*AIM OF THE EXERCISE:*
Lines before the one containing "Expected: for each instance of the orange" are left out; copy that line and every later line through the end of the data exactly.
** Begin **
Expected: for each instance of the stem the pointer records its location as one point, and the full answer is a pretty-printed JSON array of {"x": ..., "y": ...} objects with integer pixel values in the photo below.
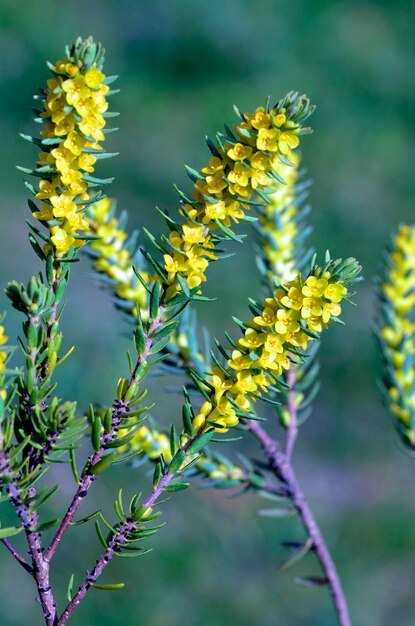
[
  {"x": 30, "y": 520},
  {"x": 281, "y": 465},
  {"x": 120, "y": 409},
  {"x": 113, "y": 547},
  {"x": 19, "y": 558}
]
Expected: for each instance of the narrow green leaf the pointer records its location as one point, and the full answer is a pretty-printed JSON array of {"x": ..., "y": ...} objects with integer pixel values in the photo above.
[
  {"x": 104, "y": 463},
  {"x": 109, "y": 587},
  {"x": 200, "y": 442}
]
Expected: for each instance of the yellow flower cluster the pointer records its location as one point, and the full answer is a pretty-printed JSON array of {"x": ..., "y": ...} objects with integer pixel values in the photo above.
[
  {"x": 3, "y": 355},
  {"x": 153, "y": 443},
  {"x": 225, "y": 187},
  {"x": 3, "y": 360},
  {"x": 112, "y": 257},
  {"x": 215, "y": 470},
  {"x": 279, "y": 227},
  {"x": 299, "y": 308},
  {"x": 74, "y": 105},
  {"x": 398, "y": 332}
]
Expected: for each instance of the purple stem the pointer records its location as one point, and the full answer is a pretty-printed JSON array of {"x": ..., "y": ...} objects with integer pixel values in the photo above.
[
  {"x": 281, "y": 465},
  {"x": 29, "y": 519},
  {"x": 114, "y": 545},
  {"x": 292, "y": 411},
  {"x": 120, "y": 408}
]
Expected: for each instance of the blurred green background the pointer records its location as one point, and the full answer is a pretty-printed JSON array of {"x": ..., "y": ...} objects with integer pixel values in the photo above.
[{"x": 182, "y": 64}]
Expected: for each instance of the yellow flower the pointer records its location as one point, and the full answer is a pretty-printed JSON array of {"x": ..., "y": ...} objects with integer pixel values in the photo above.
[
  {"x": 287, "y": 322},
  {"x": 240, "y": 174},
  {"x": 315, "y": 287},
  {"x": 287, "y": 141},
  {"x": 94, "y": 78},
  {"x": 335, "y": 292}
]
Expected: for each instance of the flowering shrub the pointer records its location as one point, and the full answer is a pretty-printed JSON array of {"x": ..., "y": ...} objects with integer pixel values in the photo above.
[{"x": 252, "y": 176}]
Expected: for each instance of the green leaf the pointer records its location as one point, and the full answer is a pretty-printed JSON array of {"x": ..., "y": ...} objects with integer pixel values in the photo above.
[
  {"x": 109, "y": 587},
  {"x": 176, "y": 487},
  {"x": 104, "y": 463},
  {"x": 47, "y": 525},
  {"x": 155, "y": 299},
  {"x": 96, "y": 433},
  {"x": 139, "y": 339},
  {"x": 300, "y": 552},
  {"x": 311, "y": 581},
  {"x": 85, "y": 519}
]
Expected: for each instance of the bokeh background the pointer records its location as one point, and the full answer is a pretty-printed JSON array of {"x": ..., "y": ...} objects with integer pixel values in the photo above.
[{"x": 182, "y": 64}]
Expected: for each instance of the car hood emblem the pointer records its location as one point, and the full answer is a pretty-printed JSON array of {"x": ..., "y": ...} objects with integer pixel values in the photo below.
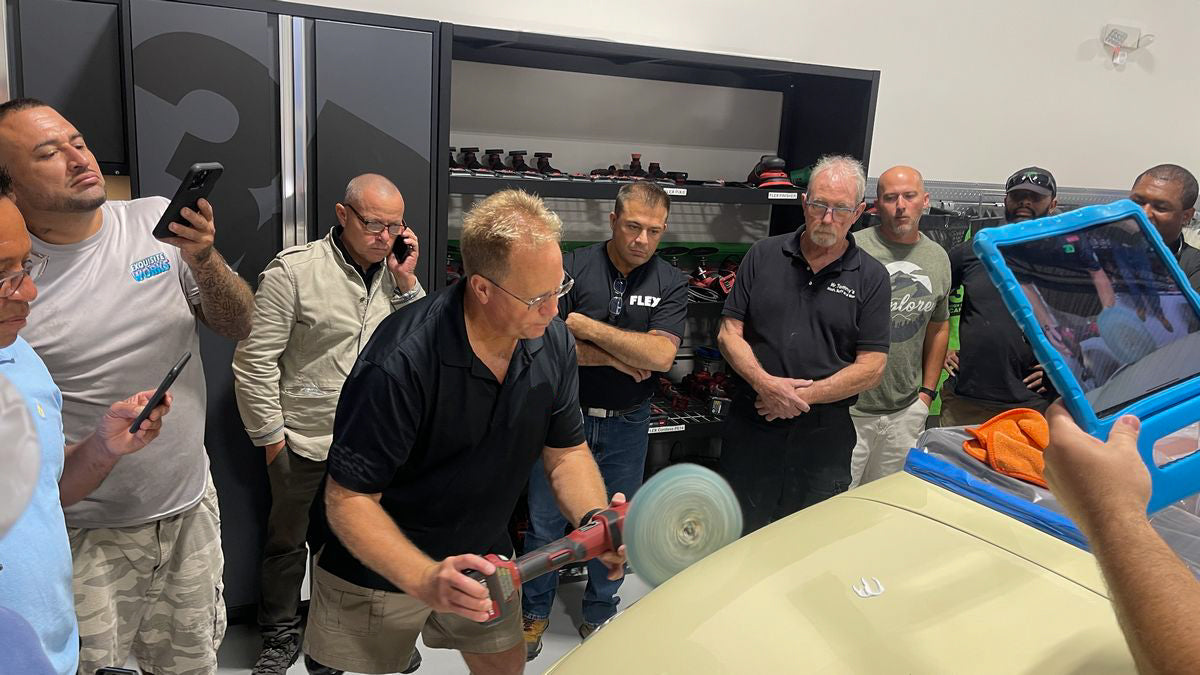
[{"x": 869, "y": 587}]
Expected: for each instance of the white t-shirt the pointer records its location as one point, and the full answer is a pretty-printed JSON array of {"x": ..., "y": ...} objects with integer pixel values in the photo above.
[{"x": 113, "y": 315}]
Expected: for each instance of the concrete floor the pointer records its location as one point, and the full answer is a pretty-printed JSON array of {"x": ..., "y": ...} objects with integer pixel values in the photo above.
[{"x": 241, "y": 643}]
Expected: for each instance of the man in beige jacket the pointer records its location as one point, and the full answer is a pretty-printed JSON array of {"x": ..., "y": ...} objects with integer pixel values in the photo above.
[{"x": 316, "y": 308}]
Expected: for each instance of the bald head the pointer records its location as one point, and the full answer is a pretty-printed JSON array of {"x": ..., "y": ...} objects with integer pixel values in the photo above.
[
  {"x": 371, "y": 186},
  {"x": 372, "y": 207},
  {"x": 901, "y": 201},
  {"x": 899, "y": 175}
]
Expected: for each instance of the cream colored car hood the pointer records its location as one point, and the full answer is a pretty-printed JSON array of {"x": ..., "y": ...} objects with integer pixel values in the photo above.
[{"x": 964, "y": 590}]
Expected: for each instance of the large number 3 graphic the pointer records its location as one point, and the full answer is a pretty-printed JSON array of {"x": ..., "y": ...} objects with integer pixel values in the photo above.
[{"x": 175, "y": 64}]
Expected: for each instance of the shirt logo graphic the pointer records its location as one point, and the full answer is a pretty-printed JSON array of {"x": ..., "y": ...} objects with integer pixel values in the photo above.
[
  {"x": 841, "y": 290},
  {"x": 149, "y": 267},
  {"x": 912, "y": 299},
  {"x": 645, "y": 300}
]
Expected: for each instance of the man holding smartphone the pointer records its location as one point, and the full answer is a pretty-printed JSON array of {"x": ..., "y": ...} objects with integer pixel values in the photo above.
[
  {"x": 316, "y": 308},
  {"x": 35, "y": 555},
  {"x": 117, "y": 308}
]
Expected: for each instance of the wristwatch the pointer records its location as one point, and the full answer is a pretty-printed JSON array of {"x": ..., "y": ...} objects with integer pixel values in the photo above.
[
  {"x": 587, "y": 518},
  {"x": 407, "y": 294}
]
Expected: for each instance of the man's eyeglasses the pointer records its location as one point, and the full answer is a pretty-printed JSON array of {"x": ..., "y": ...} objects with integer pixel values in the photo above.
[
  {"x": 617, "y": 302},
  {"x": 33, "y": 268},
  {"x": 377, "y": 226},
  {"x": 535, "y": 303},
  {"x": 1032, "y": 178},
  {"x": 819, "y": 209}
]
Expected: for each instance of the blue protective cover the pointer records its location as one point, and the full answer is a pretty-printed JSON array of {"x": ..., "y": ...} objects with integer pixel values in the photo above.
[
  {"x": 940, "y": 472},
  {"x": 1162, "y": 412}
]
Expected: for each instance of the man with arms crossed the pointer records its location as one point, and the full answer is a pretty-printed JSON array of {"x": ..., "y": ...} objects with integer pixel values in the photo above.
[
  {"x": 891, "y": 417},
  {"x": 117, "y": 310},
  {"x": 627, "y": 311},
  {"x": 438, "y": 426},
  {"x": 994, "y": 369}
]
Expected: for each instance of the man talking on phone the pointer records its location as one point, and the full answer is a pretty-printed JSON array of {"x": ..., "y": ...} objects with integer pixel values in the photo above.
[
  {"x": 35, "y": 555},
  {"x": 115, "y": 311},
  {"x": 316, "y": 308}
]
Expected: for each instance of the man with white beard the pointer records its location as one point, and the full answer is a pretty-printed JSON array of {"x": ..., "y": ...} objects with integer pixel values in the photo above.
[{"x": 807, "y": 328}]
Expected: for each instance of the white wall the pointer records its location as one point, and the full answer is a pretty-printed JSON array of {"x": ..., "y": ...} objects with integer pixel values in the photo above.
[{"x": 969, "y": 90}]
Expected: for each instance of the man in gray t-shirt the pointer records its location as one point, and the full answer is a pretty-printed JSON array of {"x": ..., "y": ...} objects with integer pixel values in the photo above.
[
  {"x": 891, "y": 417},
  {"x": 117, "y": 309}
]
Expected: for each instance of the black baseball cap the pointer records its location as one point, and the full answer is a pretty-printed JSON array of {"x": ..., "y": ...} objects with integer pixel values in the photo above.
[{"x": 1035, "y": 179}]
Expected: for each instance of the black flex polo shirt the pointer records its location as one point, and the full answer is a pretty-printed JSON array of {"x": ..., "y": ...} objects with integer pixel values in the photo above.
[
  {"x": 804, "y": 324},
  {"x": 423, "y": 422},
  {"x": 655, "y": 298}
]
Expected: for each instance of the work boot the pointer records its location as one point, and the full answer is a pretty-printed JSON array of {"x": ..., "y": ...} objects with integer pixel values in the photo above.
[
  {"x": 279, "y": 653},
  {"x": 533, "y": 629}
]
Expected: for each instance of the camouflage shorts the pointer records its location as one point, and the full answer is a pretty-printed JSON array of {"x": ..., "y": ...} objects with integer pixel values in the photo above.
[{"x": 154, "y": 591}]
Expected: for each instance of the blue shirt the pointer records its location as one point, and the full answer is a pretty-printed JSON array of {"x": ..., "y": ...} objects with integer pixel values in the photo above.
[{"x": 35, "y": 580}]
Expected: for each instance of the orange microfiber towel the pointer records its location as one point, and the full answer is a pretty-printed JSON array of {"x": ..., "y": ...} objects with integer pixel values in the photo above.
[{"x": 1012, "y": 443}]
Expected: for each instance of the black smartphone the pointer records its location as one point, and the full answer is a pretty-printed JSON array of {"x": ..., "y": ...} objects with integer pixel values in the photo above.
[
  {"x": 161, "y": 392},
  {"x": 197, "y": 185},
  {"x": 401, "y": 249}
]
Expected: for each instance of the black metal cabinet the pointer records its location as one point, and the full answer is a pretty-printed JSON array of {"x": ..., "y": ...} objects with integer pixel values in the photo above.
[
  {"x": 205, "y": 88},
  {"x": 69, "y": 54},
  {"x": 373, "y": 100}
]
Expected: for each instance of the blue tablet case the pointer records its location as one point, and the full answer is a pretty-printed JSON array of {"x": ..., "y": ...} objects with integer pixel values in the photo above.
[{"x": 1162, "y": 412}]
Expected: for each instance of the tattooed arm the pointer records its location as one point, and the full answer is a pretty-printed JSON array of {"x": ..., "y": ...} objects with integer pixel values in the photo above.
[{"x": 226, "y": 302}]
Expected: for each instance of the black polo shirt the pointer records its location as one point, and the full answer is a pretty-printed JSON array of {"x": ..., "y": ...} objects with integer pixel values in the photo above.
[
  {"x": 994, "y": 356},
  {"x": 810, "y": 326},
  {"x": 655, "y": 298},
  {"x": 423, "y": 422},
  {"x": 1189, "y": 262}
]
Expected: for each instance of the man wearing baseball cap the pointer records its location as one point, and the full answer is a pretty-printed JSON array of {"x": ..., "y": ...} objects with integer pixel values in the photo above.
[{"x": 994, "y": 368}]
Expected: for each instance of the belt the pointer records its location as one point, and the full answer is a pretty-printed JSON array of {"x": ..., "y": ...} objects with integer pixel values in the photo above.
** End **
*ANSWER IN FULL:*
Expected: for each instance of the orange microfiber towel the pointer records its location as one point, and the full answer is a pretty-printed JSON array of {"x": ..., "y": ...} objects with integer pixel values in the photo above.
[{"x": 1012, "y": 443}]
Expected: for each instance of the black smartphone the pointer records its location as one point, and the full answer is a pretty-printed JSON array of {"x": ..., "y": ...} objects with integer pixel values in the photo above.
[
  {"x": 161, "y": 392},
  {"x": 197, "y": 185},
  {"x": 401, "y": 249}
]
Expected: for each instance of the black metal cabinet the pointer records its location as one point, and the full answer is a pretty-printed JSON array of {"x": ..., "y": ...} objects with integer pixel values in the photo above.
[
  {"x": 205, "y": 88},
  {"x": 69, "y": 54},
  {"x": 373, "y": 100}
]
Expected: for each instance of the blue tablet case the pointer records its location as one point, and the full answer is a pretty-printed JSON array of {"x": ..., "y": ...} objects with integer pixel values in the photo above.
[{"x": 1162, "y": 412}]
Expected: for each instance of the tattooed arm the pointer records its location as one point, and the full answer is a pretty-printed JSON array of {"x": ..., "y": ...} objects with integer pixel values in the photo above.
[{"x": 226, "y": 302}]
Expected: for each instance of the black polo shirt the pointer records its location as one point, and the full answer is a pretty-printed JSON array of {"x": ..., "y": ...} objects with integer pixel values in the photo above.
[
  {"x": 994, "y": 356},
  {"x": 810, "y": 326},
  {"x": 655, "y": 298},
  {"x": 423, "y": 422},
  {"x": 1189, "y": 262}
]
Expected: for each instance of the man wearing baseball cap the pointer records its location as one point, and the full answer is a pretty-printed JSON array of {"x": ..., "y": ...} objects with integer pixel values in the photo above.
[{"x": 994, "y": 368}]
Expected: for each instance of the belt the pointer records its location as one point, and the full answer is a pretty-printed JSON array of {"x": ..., "y": ...} objects with integer pixel values in the photo above.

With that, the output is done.